▸ **Source**
..............................
The project's title was taken from the spine of The Cramps' debut LP, Songs the Lord Taught Us. Its combination of archival anal retentiveness ('file under') and spiritual ecstasy ('sacred music') captures the contradiction of The Cramps themselves: a group who believed in rock'n'roll's primal frenzy, but who were too knowledgeable and too knowing, as record-collector scholars of rockabilly, to get 'real gone' for real. At the Napa gig, their stylised version of Dionysian madness confronts the real thing; psychobilly meets psychosis. Like A Rock 'N' Roll Suicide, File Under Sacred Music is a simulation of a simulation, a replica of a replica.
For their next project, Pollard and Forsyth toyed with the idea of other rock re-enactments (including a New York Dolls piece) but decided that the idea was played out. So the duo moved from re-enactments to reworkings: adaptations or reinterpretations of pioneering works of video performance art from the seventies byfigures like Bruce Nauman and Vito Acconci. Nauman's Art Make Up became Kiss My Nauman, performed by a member of the world's longest-running Kiss tribute band, who is filmed applying his cosmetics.
..............................
▸ **Data provided**
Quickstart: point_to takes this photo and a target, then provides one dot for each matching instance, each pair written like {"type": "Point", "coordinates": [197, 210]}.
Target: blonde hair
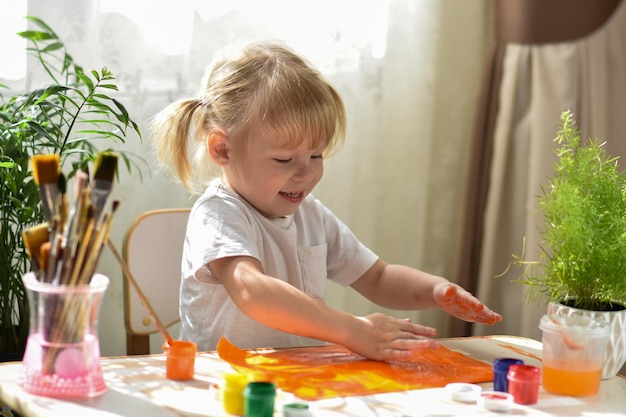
..............................
▸ **Prompt 1**
Answer these about the text on Pollard and Forsyth:
(a) Where was the title File Under Sacred Music taken from?
(b) Which band's work did the duo consider for another rock re-enactment?
(c) What did Nauman's Art Make Up become?
▸ **Prompt 2**
In the text on Pollard and Forsyth, take the part that opens with the words "For their next" and closes with "applying his cosmetics.", and write it out again with "cosmetics" swapped for "makeup".

▸ **Task result 1**
(a) The spine of The Cramps' debut LP, Songs the Lord Taught Us.
(b) The New York Dolls.
(c) Kiss My Nauman.

▸ **Task result 2**
For their next project, Pollard and Forsyth toyed with the idea of other rock re-enactments (including a New York Dolls piece) but decided that the idea was played out. So the duo moved from re-enactments to reworkings: adaptations or reinterpretations of pioneering works of video performance art from the seventies byfigures like Bruce Nauman and Vito Acconci. Nauman's Art Make Up became Kiss My Nauman, performed by a member of the world's longest-running Kiss tribute band, who is filmed applying his makeup.